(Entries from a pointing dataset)
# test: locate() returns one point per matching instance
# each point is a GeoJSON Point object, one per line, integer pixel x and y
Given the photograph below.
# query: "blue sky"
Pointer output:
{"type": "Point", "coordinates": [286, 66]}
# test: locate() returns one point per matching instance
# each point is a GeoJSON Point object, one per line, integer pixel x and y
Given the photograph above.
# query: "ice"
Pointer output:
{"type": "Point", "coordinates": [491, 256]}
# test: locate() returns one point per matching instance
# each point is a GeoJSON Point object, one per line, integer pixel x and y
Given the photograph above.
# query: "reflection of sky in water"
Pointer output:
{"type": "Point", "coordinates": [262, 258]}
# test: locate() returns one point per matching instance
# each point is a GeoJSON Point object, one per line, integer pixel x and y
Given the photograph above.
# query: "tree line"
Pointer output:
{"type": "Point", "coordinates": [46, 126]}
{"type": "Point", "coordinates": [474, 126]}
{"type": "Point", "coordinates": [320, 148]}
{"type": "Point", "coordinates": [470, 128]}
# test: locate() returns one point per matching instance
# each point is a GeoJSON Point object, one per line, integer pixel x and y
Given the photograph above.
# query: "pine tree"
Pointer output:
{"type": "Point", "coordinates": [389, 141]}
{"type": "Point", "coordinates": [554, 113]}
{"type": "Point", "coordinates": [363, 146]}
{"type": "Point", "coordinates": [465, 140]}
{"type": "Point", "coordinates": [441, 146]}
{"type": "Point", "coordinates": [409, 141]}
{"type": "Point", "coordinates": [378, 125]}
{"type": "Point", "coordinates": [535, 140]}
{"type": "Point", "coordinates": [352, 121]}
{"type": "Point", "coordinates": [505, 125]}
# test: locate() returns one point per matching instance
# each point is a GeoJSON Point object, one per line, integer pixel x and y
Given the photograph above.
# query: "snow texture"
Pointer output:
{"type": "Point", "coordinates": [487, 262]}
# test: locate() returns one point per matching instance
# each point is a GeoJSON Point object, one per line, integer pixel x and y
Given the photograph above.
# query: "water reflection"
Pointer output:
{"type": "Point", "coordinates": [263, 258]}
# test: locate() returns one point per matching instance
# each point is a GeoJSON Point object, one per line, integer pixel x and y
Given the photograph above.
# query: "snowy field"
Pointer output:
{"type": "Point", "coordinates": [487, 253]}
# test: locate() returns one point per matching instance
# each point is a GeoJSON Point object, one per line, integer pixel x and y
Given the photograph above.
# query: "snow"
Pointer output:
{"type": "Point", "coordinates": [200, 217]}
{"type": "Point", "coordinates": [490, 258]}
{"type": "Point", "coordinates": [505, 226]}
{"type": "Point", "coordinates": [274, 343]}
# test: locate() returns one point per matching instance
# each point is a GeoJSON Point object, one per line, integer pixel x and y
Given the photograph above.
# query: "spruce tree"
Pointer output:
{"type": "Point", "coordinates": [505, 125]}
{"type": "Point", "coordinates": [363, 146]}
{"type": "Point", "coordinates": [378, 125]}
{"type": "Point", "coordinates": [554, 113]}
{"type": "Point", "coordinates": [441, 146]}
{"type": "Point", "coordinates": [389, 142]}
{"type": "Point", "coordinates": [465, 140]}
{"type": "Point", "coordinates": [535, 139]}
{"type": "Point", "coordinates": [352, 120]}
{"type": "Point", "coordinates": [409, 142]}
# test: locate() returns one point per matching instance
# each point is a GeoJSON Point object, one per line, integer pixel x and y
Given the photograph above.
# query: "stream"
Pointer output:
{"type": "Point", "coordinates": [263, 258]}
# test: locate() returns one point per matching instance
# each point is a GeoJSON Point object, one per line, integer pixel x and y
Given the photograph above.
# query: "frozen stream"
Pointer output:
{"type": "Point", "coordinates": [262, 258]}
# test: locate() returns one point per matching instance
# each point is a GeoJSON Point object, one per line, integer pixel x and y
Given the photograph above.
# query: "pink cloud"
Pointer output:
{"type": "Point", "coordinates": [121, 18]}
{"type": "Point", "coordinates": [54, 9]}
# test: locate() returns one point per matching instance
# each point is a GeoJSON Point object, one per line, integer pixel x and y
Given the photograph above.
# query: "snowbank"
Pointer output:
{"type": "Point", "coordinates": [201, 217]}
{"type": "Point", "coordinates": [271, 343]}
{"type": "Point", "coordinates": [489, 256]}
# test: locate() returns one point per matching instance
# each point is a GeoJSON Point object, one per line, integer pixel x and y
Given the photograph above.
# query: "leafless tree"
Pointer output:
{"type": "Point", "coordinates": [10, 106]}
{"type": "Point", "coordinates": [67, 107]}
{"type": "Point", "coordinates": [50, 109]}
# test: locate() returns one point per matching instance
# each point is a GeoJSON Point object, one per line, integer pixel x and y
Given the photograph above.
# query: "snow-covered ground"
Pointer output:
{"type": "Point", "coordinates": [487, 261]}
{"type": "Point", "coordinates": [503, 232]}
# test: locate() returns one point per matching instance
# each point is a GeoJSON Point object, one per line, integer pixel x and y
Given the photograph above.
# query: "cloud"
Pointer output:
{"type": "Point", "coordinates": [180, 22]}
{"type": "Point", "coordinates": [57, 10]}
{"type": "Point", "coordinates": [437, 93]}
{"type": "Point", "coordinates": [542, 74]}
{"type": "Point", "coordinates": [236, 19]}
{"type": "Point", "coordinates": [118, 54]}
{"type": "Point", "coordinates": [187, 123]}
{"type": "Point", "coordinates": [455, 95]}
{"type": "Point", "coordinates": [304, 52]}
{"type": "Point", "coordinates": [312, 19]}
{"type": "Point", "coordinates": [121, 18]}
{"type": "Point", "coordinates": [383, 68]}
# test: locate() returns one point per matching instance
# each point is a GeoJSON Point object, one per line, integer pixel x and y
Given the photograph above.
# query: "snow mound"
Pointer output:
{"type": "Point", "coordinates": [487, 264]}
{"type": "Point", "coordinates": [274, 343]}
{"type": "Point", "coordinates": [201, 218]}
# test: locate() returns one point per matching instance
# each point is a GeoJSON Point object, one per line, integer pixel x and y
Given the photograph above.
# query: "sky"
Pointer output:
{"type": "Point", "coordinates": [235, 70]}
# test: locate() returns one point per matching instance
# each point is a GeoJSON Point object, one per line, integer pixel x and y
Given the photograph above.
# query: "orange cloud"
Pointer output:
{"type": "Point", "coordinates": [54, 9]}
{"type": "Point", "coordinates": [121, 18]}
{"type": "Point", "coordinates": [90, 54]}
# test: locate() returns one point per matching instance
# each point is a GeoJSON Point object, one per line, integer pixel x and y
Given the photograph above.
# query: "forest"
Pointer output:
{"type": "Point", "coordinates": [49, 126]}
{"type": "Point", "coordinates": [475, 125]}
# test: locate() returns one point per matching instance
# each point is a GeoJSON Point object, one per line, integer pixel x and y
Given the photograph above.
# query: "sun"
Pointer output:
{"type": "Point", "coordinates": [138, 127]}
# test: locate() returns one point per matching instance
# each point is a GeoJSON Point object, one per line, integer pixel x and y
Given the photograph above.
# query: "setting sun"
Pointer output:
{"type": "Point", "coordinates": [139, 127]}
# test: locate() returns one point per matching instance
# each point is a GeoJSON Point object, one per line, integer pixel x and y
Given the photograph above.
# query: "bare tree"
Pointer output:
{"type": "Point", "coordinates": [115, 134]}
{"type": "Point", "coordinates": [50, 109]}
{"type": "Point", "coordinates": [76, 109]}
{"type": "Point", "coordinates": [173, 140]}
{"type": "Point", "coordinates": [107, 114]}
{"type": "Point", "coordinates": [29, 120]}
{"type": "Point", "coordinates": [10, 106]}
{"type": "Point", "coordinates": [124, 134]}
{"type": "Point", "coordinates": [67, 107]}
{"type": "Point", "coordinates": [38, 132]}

▸ **WHAT YOU WILL DO**: Quote each line above in full, word for word.

▸ **FULL SOLUTION**:
# test: locate() returns one point per matching instance
# each point is a GeoJSON Point object, one per line, integer pixel x and y
Given the photograph below.
# query: "blue sky"
Pointer output:
{"type": "Point", "coordinates": [286, 66]}
# test: locate() returns one point per matching instance
# each point is a GeoJSON Point object, one per line, integer pixel x and y
Given the photograph above.
# query: "ice"
Pointer output:
{"type": "Point", "coordinates": [491, 256]}
# test: locate() returns one point per matching instance
# each point is a GeoJSON Point object, one per line, integer pixel x and y
Given the photograph above.
# query: "reflection of sky in water"
Pointer output:
{"type": "Point", "coordinates": [262, 258]}
# test: locate() returns one point per matching instance
# each point is a GeoJSON Point object, one per line, integer pixel x and y
Given the photograph above.
# query: "tree line"
Pointer output:
{"type": "Point", "coordinates": [46, 126]}
{"type": "Point", "coordinates": [474, 126]}
{"type": "Point", "coordinates": [320, 148]}
{"type": "Point", "coordinates": [470, 128]}
# test: locate() returns one point per matching instance
# each point is a GeoJSON Point object, one per line, integer pixel x and y
Given the photograph above.
# query: "pine tree"
Pointer output:
{"type": "Point", "coordinates": [389, 141]}
{"type": "Point", "coordinates": [554, 113]}
{"type": "Point", "coordinates": [363, 146]}
{"type": "Point", "coordinates": [465, 140]}
{"type": "Point", "coordinates": [441, 146]}
{"type": "Point", "coordinates": [409, 141]}
{"type": "Point", "coordinates": [378, 125]}
{"type": "Point", "coordinates": [535, 140]}
{"type": "Point", "coordinates": [352, 121]}
{"type": "Point", "coordinates": [505, 125]}
# test: locate() returns one point per matching instance
# each point is a GeoJSON Point object, one per line, integer pixel x and y
Given the photograph above.
# query: "snow texture"
Pointer output:
{"type": "Point", "coordinates": [487, 262]}
# test: locate() returns one point per matching instance
# each point is a GeoJSON Point object, one per line, integer pixel x and y
Given the photograph above.
# query: "water reflection"
Pointer output:
{"type": "Point", "coordinates": [263, 258]}
# test: locate() returns one point per matching instance
# each point is a GeoJSON Point object, one per line, integer pixel x and y
Given the photograph above.
# query: "snowy field"
Pointer output:
{"type": "Point", "coordinates": [487, 253]}
# test: locate() returns one point per matching instance
# each point is a GeoJSON Point object, one per line, integer pixel x and y
Given the photograph above.
# query: "snow"
Pointer output:
{"type": "Point", "coordinates": [200, 217]}
{"type": "Point", "coordinates": [490, 258]}
{"type": "Point", "coordinates": [505, 226]}
{"type": "Point", "coordinates": [274, 343]}
# test: locate() returns one point per matching instance
# each point is a GeoJSON Point object, one per line, integer pixel x and y
Given the photograph above.
# query: "spruce tree"
Pointer output:
{"type": "Point", "coordinates": [505, 125]}
{"type": "Point", "coordinates": [363, 146]}
{"type": "Point", "coordinates": [378, 125]}
{"type": "Point", "coordinates": [554, 113]}
{"type": "Point", "coordinates": [441, 146]}
{"type": "Point", "coordinates": [389, 142]}
{"type": "Point", "coordinates": [465, 140]}
{"type": "Point", "coordinates": [535, 139]}
{"type": "Point", "coordinates": [352, 120]}
{"type": "Point", "coordinates": [409, 142]}
# test: locate() returns one point per matching instance
# each point is a GeoJSON Point object, one per line, integer pixel x and y
Given the photograph above.
# query: "stream"
Pointer output:
{"type": "Point", "coordinates": [263, 258]}
# test: locate() returns one point per matching instance
# each point is a GeoJSON Point object, one per line, integer pixel x and y
Given the photograph above.
# query: "frozen stream"
Pointer output:
{"type": "Point", "coordinates": [262, 258]}
# test: locate() returns one point per matching instance
# each point is a GeoJSON Point object, one per line, integer pixel x and y
Given the photograph above.
# query: "pink cloud"
Pointer output:
{"type": "Point", "coordinates": [121, 18]}
{"type": "Point", "coordinates": [54, 9]}
# test: locate() returns one point per matching instance
# each point is a GeoJSON Point object, one per line, integer pixel x and y
Given the photograph above.
# query: "snowbank"
Pointer output:
{"type": "Point", "coordinates": [201, 217]}
{"type": "Point", "coordinates": [271, 343]}
{"type": "Point", "coordinates": [489, 256]}
# test: locate() returns one point per matching instance
# each point is a GeoJSON Point object, one per line, integer pixel x and y
Given the photograph above.
# query: "leafless tree"
Pointer output:
{"type": "Point", "coordinates": [10, 106]}
{"type": "Point", "coordinates": [67, 107]}
{"type": "Point", "coordinates": [50, 109]}
# test: locate() returns one point per matching instance
# each point is a GeoJSON Point object, one per line, integer pixel x and y
Given the photograph above.
# query: "snow-covered ground"
Pointer output:
{"type": "Point", "coordinates": [487, 261]}
{"type": "Point", "coordinates": [503, 232]}
# test: locate() returns one point per matching instance
# each point is a GeoJSON Point object, one per line, integer pixel x and y
Given the photograph above.
# query: "cloud"
Pointer output:
{"type": "Point", "coordinates": [180, 22]}
{"type": "Point", "coordinates": [57, 10]}
{"type": "Point", "coordinates": [437, 93]}
{"type": "Point", "coordinates": [542, 74]}
{"type": "Point", "coordinates": [236, 19]}
{"type": "Point", "coordinates": [118, 54]}
{"type": "Point", "coordinates": [187, 123]}
{"type": "Point", "coordinates": [455, 95]}
{"type": "Point", "coordinates": [304, 52]}
{"type": "Point", "coordinates": [312, 19]}
{"type": "Point", "coordinates": [121, 18]}
{"type": "Point", "coordinates": [383, 68]}
# test: locate() returns one point per matching instance
# each point is a GeoJSON Point object, one per line, integer pixel x and y
Given the photograph above.
# query: "snow mound"
Pointer output:
{"type": "Point", "coordinates": [487, 264]}
{"type": "Point", "coordinates": [274, 343]}
{"type": "Point", "coordinates": [201, 218]}
# test: locate() returns one point per matching instance
# each point is a GeoJSON Point object, one per line, integer pixel x and y
Given the photograph above.
# query: "sky"
Pointer output:
{"type": "Point", "coordinates": [235, 70]}
# test: locate() returns one point per matching instance
# each point is a GeoJSON Point object, one per line, integer pixel x and y
Given the photograph above.
# query: "orange cloud"
Pointer output:
{"type": "Point", "coordinates": [54, 9]}
{"type": "Point", "coordinates": [121, 18]}
{"type": "Point", "coordinates": [90, 54]}
# test: locate() returns one point per matching instance
# each point is a GeoJSON Point object, one per line, integer pixel x and y
Given the photograph above.
# query: "forest"
Pointer output:
{"type": "Point", "coordinates": [49, 126]}
{"type": "Point", "coordinates": [475, 125]}
# test: locate() returns one point per matching instance
# each point is a GeoJSON Point object, one per line, integer pixel x and y
Given the photograph above.
# query: "sun"
Pointer output:
{"type": "Point", "coordinates": [138, 127]}
# test: locate() returns one point per matching instance
# each point is a GeoJSON Point object, one per line, integer pixel x and y
Given the photograph above.
# query: "setting sun"
Pointer output:
{"type": "Point", "coordinates": [139, 127]}
# test: locate() returns one point per matching instance
# each point is a GeoJSON Point object, one per line, integer pixel x and y
Given the photograph above.
# query: "bare tree"
Pointer output:
{"type": "Point", "coordinates": [115, 134]}
{"type": "Point", "coordinates": [50, 109]}
{"type": "Point", "coordinates": [76, 109]}
{"type": "Point", "coordinates": [173, 140]}
{"type": "Point", "coordinates": [107, 114]}
{"type": "Point", "coordinates": [29, 120]}
{"type": "Point", "coordinates": [10, 106]}
{"type": "Point", "coordinates": [124, 134]}
{"type": "Point", "coordinates": [67, 107]}
{"type": "Point", "coordinates": [38, 132]}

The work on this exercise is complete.